Voici ce qu’écrit Levinas au sujet de L’Autre in Le temps et l’autre : Certes, l’Autre qui s’annonce ne possède pas cet exister, comme le possède le sujet ; son emprise sur mon exister est mystérieuse ; non pas inconnue mais inconnaissable, réfractaire à toute lumière. Mais cela indique précisément que l’autre n’st en aucune façon un autre moi-même, participant avec moi à une existence commune. La relation avec l’autre n’est pas une idyllique et harmonieuse relation de communion, ni une sympathie par laquelle, nous mettant à sa place, nous le reconnaissons comme semblable à nous, mais extérieur à nous ; la relation avec l’autre est une relation avec un Mystère. C’est son extériorité ou plutôt son altérité car l’extériorité est une propriété de l’espace et ramène le sujet à lui-même par la lumière qui constitue tout son être.[1]

Dans toutes ses œuvres phénoménologiques, Levinas cède à une sorte d’obsession de l’éthique qui le conduit à placer l’Autre au dessus de lui-même, à lui donner la priorité en tout, à vouloir se substituer à lui, voire à en être l’otage. Et on se souvient que même son collègue et ami Paul Ricœur avait jugé cette situation d’otage de l’autre, à la fois hyperbolique et excessive… Mais Levinas n’a pas changé de philosophie pour autant. Il a continué à opposer de manière quasi irrémédiable le Même à l’Autre. Ce que Levinas signifie par le terme Même serait l’intérêt au sens où être impliquerait inter-esse. Ce qui équivaut au déchaînement des intérêts particuliers, la fameuse guerre de tous contre tous. Tandis que l’Autre serait, par essence, le dés-inter-esse-ment (pour singer Levinas), la bonté, au-delà de l’égoïsme et de la jouissance de l’être, lequel ne pense qu’à soi et persévère obstinément à préserver son propre être. C’est pour cela que contrairement à Heidegger qui parle de l’être pour la mort ( Sein zum Tode), Levinas parle de l’être pour la guerre.

○ ○ ○

Recopiez mot pour mot l'extrait sur Levinas et l'Autre, en entier. Ne vous servez que de l'extrait.

○ ○ ○

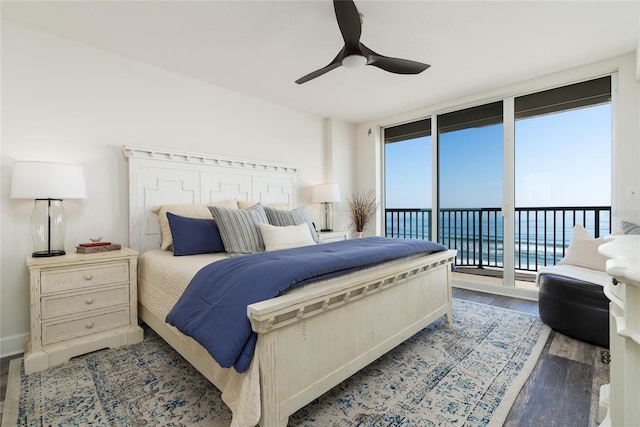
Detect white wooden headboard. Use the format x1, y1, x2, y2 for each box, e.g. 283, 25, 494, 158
122, 146, 298, 253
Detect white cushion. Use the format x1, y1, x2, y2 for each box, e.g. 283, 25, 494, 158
258, 223, 315, 251
558, 225, 607, 271
153, 200, 238, 251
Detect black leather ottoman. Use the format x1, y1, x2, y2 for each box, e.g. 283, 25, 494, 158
538, 273, 609, 347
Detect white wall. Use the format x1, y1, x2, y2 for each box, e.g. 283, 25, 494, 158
356, 51, 640, 234
0, 22, 353, 355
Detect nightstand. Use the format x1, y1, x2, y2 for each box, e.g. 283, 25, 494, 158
318, 231, 349, 243
24, 248, 143, 374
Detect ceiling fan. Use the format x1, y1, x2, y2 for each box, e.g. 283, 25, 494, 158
296, 0, 431, 84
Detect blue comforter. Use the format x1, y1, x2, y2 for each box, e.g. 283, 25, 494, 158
167, 237, 447, 372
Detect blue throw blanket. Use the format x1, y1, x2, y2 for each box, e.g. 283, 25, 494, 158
167, 237, 447, 372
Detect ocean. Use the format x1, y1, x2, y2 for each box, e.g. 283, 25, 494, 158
386, 207, 611, 271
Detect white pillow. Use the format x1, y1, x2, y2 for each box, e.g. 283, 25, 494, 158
258, 223, 316, 251
152, 200, 238, 251
558, 225, 607, 271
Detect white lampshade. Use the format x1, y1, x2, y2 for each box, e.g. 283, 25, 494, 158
11, 162, 87, 200
311, 184, 340, 203
11, 162, 87, 257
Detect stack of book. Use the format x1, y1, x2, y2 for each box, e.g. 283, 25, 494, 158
76, 242, 122, 254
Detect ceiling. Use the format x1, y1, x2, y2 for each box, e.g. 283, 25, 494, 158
1, 0, 640, 123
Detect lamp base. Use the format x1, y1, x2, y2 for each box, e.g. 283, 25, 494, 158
31, 250, 66, 258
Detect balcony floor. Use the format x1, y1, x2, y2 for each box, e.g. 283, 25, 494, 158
454, 266, 537, 290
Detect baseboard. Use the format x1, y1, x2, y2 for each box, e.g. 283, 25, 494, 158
0, 334, 29, 358
451, 278, 538, 301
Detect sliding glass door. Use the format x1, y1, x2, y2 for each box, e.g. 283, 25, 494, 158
437, 102, 504, 277
384, 119, 435, 240
384, 75, 615, 289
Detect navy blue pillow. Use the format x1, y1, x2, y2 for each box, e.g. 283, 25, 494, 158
167, 212, 225, 256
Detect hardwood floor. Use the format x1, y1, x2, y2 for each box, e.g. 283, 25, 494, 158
453, 288, 609, 427
0, 288, 609, 427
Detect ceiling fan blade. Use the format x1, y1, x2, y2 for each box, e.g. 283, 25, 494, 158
296, 49, 344, 85
333, 0, 362, 50
360, 43, 431, 74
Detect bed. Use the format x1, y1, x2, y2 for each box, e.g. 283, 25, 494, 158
123, 147, 456, 427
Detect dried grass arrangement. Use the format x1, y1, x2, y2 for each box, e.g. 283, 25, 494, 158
347, 190, 378, 233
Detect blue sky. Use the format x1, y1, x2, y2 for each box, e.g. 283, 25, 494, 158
385, 104, 611, 208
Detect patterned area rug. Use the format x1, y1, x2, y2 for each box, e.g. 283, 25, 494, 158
2, 299, 550, 427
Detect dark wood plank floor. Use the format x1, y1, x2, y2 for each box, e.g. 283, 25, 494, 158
0, 288, 609, 427
453, 288, 609, 427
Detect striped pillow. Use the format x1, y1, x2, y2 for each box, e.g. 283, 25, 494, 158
209, 204, 269, 256
621, 221, 640, 235
264, 206, 319, 243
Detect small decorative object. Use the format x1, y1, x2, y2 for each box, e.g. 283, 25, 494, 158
311, 184, 340, 231
76, 242, 122, 254
11, 162, 87, 257
347, 190, 378, 237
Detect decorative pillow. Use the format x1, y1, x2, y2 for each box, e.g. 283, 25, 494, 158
558, 225, 607, 271
264, 206, 319, 243
258, 224, 316, 251
158, 200, 238, 251
209, 204, 269, 256
620, 221, 640, 235
238, 200, 293, 210
167, 212, 225, 256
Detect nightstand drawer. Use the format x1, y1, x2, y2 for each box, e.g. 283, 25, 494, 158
42, 307, 129, 345
40, 283, 129, 320
40, 262, 129, 294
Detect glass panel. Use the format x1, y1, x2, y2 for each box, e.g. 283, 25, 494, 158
438, 102, 504, 277
515, 102, 611, 271
384, 134, 432, 240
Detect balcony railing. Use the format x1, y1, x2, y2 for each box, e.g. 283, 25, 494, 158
385, 206, 611, 271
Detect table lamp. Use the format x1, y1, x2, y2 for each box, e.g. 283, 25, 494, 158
311, 184, 340, 231
11, 162, 87, 257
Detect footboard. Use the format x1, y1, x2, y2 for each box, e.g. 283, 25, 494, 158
247, 250, 456, 427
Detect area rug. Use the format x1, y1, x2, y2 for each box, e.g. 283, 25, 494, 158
2, 299, 550, 427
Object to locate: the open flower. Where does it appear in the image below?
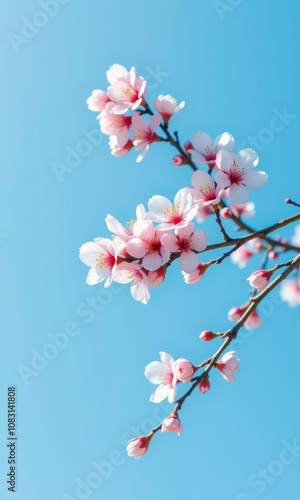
[192,170,223,206]
[161,222,208,273]
[106,64,147,115]
[79,238,117,287]
[132,113,161,163]
[215,351,240,382]
[126,220,170,271]
[146,188,197,231]
[189,132,234,167]
[114,262,150,304]
[216,149,268,203]
[153,95,185,123]
[126,434,152,458]
[145,352,177,403]
[280,278,300,307]
[161,414,182,436]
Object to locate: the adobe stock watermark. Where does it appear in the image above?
[234,438,300,500]
[213,0,244,21]
[60,401,171,500]
[51,127,103,183]
[17,283,125,386]
[238,106,297,151]
[7,0,71,54]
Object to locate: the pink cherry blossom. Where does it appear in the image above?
[126,435,151,458]
[161,222,208,273]
[106,64,147,115]
[145,352,177,403]
[114,262,150,304]
[198,377,210,394]
[153,95,185,123]
[247,269,274,292]
[86,89,110,113]
[189,132,234,167]
[182,262,210,285]
[79,238,118,287]
[230,245,253,269]
[161,414,182,436]
[292,224,300,247]
[147,188,197,231]
[192,170,223,206]
[126,220,170,271]
[148,266,167,287]
[245,309,261,330]
[280,278,300,308]
[230,201,255,218]
[100,102,131,148]
[216,149,268,204]
[131,113,161,163]
[174,358,195,383]
[215,351,240,382]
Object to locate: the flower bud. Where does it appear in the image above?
[221,207,232,219]
[198,377,210,394]
[172,155,185,167]
[199,330,217,342]
[161,414,182,436]
[174,358,195,383]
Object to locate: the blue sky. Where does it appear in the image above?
[0,0,300,500]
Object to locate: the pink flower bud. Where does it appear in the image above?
[174,358,195,383]
[199,330,217,342]
[215,351,240,382]
[161,414,182,436]
[247,269,274,292]
[148,266,167,287]
[183,141,194,154]
[126,434,152,458]
[221,207,232,219]
[269,250,278,260]
[172,155,185,167]
[198,377,210,394]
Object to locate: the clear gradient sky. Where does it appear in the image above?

○ ○ ○

## Tâche accomplie:
Voici ce qu’écrit Levinas au sujet de L’Autre in Le temps et l’autre : Certes, l’Autre qui s’annonce ne possède pas cet exister, comme le possède le sujet ; son emprise sur mon exister est mystérieuse ; non pas inconnue mais inconnaissable, réfractaire à toute lumière. Mais cela indique précisément que l’autre n’st en aucune façon un autre moi-même, participant avec moi à une existence commune. La relation avec l’autre n’est pas une idyllique et harmonieuse relation de communion, ni une sympathie par laquelle, nous mettant à sa place, nous le reconnaissons comme semblable à nous, mais extérieur à nous ; la relation avec l’autre est une relation avec un Mystère. C’est son extériorité ou plutôt son altérité car l’extériorité est une propriété de l’espace et ramène le sujet à lui-même par la lumière qui constitue tout son être.[1]

Dans toutes ses œuvres phénoménologiques, Levinas cède à une sorte d’obsession de l’éthique qui le conduit à placer l’Autre au dessus de lui-même, à lui donner la priorité en tout, à vouloir se substituer à lui, voire à en être l’otage. Et on se souvient que même son collègue et ami Paul Ricœur avait jugé cette situation d’otage de l’autre, à la fois hyperbolique et excessive… Mais Levinas n’a pas changé de philosophie pour autant. Il a continué à opposer de manière quasi irrémédiable le Même à l’Autre. Ce que Levinas signifie par le terme Même serait l’intérêt au sens où être impliquerait inter-esse. Ce qui équivaut au déchaînement des intérêts particuliers, la fameuse guerre de tous contre tous. Tandis que l’Autre serait, par essence, le dés-inter-esse-ment (pour singer Levinas), la bonté, au-delà de l’égoïsme et de la jouissance de l’être, lequel ne pense qu’à soi et persévère obstinément à préserver son propre être. C’est pour cela que contrairement à Heidegger qui parle de l’être pour la mort ( Sein zum Tode), Levinas parle de l’être pour la guerre.